-------- Página --------
Os erros vieram todos da violação da regra do “no bailout”. Merkel tem a seu favor o facto de ter atrasado durante muito tempo [a ajuda à Grécia]. Penso que ela não queria violar a regra do “no bailout”. Só que foi convencida a fazê-lo pelos três franceses e pelos bancos alemães, que disseram todos que seria irresponsável deixar a Grécia entrar em default. E, por causa deste erro fatal, de repente os contribuintes alemães sentem que são responsáveis pelas dívidas de todos os outros países. Por isso, a resposta natural dos alemães foi dizerem que querem maior controlo sobre os orçamentos e políticas económicas dos outros. Este foi o erro crasso. Transformou a natureza da UE, que passou de uma comunidade voluntária entre iguais para esta relação hierárquica entre credores exercendo o seu controlo sobre os devedores. Uma coisa é Portugal e outros, numa altura de desespero, aceitarem termos injustos, outra completamente diferente é aceitar numa base duradoura este sistema anti-democrático. Se nas próximas eleições for eleito um Governo diferente do actual e o sucessor de Olli Rehn for à televisão dizer que é preciso manter exactamente as mesmas políticas do governo anterior, naturalmente que os portugueses vão ficar escandalizados porque acabaram de eleger um novo Governo, pessoas diferentes e quem diabo é este comissário europeu não eleito que me diz que decisões sobre despesas e receitas é que tenho de tomar? Isto não é politicamente sustentável.

Então para si, a crise do euro foi antes de mais uma crise bancária mal gerida....
-------- Dados brutos --------
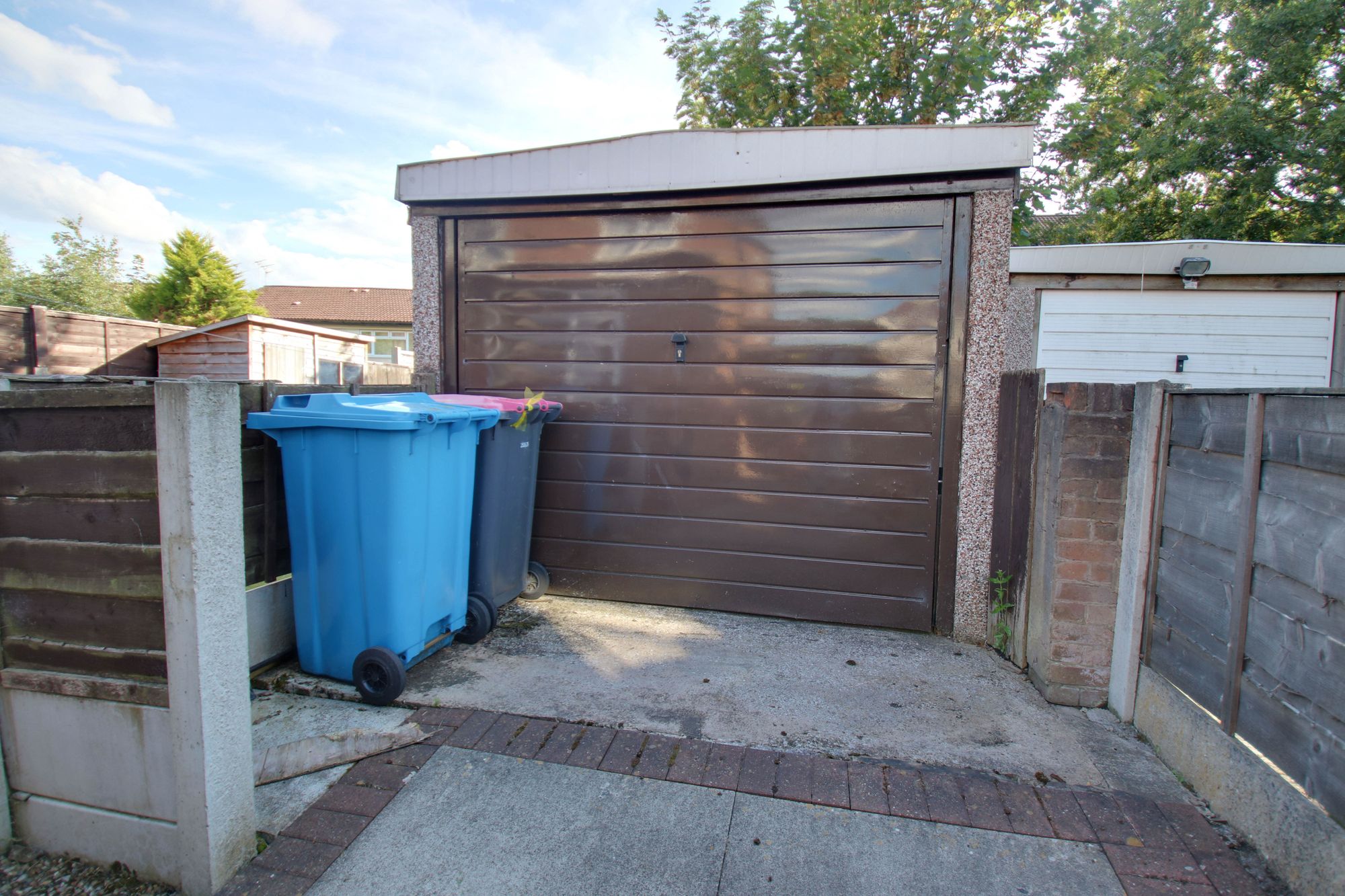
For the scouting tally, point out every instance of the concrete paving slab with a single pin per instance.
--------
Responda com base na página:
1. Quem convenceu Merkel a violar a regra do "no bailout"?
2. Qual foi a resposta natural dos alemães ao sentirem-se responsáveis pelas dívidas dos outros países?
3. A natureza da UE passou de quê para quê?

● Resposta escrita
1. Os três franceses e os bancos alemães.
2. Dizerem que querem maior controlo sobre os orçamentos e as políticas económicas dos outros.
3. Passou de uma comunidade voluntária entre iguais para uma relação hierárquica entre credores que exercem o seu controlo sobre os devedores.